Work item: From the line that contains "Locate every instance of the framed" to the last line of the entries, write each line out exactly; include both ends and nothing else.

--- Task material Enclosed Below ---

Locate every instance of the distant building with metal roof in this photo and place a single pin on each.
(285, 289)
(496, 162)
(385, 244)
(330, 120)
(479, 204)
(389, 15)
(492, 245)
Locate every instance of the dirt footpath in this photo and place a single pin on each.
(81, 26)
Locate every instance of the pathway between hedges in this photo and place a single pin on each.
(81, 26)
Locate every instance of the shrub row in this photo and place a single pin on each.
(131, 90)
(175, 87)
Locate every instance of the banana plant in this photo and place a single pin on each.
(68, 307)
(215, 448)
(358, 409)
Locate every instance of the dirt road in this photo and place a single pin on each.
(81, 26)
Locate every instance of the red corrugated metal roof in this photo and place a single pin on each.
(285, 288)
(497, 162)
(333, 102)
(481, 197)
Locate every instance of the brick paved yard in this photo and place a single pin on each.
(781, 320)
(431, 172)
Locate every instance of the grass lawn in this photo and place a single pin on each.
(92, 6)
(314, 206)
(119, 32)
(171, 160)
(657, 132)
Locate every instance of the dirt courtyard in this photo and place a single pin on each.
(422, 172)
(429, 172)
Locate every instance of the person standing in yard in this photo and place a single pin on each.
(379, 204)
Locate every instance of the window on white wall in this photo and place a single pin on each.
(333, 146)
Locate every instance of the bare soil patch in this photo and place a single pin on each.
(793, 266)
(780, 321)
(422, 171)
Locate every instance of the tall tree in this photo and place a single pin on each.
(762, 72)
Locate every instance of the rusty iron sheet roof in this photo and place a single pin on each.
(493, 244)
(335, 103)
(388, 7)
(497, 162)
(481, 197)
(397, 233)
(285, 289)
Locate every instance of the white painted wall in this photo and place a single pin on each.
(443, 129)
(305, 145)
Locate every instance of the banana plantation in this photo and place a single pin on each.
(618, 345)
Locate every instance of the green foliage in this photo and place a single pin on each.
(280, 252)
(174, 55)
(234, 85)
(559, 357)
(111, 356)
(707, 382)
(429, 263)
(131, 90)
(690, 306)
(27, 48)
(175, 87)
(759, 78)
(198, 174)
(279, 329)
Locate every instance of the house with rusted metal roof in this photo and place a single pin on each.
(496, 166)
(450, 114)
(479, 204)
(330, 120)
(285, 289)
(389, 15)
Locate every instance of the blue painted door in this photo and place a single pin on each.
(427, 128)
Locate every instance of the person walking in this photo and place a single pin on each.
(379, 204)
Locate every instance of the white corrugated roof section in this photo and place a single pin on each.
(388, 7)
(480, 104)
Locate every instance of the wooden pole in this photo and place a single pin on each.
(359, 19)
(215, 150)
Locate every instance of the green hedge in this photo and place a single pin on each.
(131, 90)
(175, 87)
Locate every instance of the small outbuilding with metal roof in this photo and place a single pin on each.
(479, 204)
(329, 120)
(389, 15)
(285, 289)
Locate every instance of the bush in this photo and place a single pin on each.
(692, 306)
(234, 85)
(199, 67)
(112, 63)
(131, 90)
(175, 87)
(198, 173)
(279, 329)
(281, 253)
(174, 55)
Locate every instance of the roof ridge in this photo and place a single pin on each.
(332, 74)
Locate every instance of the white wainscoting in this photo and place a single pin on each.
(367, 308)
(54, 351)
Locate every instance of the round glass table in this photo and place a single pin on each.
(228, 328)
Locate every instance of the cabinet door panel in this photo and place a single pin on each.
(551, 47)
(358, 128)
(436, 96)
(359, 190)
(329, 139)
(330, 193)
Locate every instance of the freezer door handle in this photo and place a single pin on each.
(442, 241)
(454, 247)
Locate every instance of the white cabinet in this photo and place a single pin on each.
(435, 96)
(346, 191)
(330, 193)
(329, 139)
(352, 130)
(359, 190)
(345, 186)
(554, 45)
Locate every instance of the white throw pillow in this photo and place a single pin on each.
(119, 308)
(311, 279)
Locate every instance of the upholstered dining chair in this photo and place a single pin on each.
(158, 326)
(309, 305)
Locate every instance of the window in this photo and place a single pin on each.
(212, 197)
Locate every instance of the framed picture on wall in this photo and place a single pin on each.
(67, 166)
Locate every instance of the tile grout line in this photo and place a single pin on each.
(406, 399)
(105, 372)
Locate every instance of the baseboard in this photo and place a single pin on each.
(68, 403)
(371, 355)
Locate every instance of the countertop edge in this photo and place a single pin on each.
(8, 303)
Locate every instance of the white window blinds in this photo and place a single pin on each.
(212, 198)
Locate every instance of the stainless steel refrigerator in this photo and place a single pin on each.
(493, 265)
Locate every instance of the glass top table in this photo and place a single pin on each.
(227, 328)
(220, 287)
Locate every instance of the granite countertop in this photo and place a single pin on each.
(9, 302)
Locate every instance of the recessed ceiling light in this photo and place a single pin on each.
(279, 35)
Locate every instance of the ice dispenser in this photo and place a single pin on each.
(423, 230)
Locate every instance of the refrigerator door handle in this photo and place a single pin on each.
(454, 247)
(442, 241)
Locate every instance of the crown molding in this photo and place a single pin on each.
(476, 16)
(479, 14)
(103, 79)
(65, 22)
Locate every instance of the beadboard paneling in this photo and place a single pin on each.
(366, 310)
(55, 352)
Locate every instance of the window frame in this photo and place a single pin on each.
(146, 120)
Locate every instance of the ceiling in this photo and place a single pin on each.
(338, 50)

--- End of Enclosed Task material ---

Answer section:
Locate every instance of the framed picture on wall in this photo and place a single pin on each.
(67, 166)
Locate every instance of the tile grout line in this photo and place a single pin on each.
(406, 399)
(105, 372)
Locate every instance of the baseboard in this photo and place a single pin on each.
(68, 403)
(371, 355)
Locate every instance of the countertop edge in this photo and place a single pin on each.
(8, 303)
Locate every instance of the white window blinds in this photo and place a single pin on each.
(212, 198)
Locate every instance of the stainless steel refrigerator in this photo and place a single pin on each.
(493, 265)
Locate every instance of the glass top table in this photo and place a single pin on each.
(227, 328)
(220, 287)
Locate every instance of the granite countertop in this photo and place a single pin on each.
(9, 302)
Locate every instance of the recessed ceiling light in this photo and place a single pin on each.
(279, 35)
Locate every instance of the ice dispenser in this photo and place a single pin on each.
(423, 230)
Locate every instance of the refrigerator door handle in this photo and place a single pin on each.
(454, 247)
(442, 241)
Locate every instance of the crown molding in this photo and place a single pin on each.
(476, 16)
(479, 14)
(103, 79)
(65, 22)
Locate every instance of the beadboard paneling in this photo and place a single pin on each.
(366, 310)
(55, 352)
Locate every instance of the window frame in this photo and place a single pin on each.
(146, 120)
Locate every instance of the ceiling in this photo and place a single pin on each.
(338, 50)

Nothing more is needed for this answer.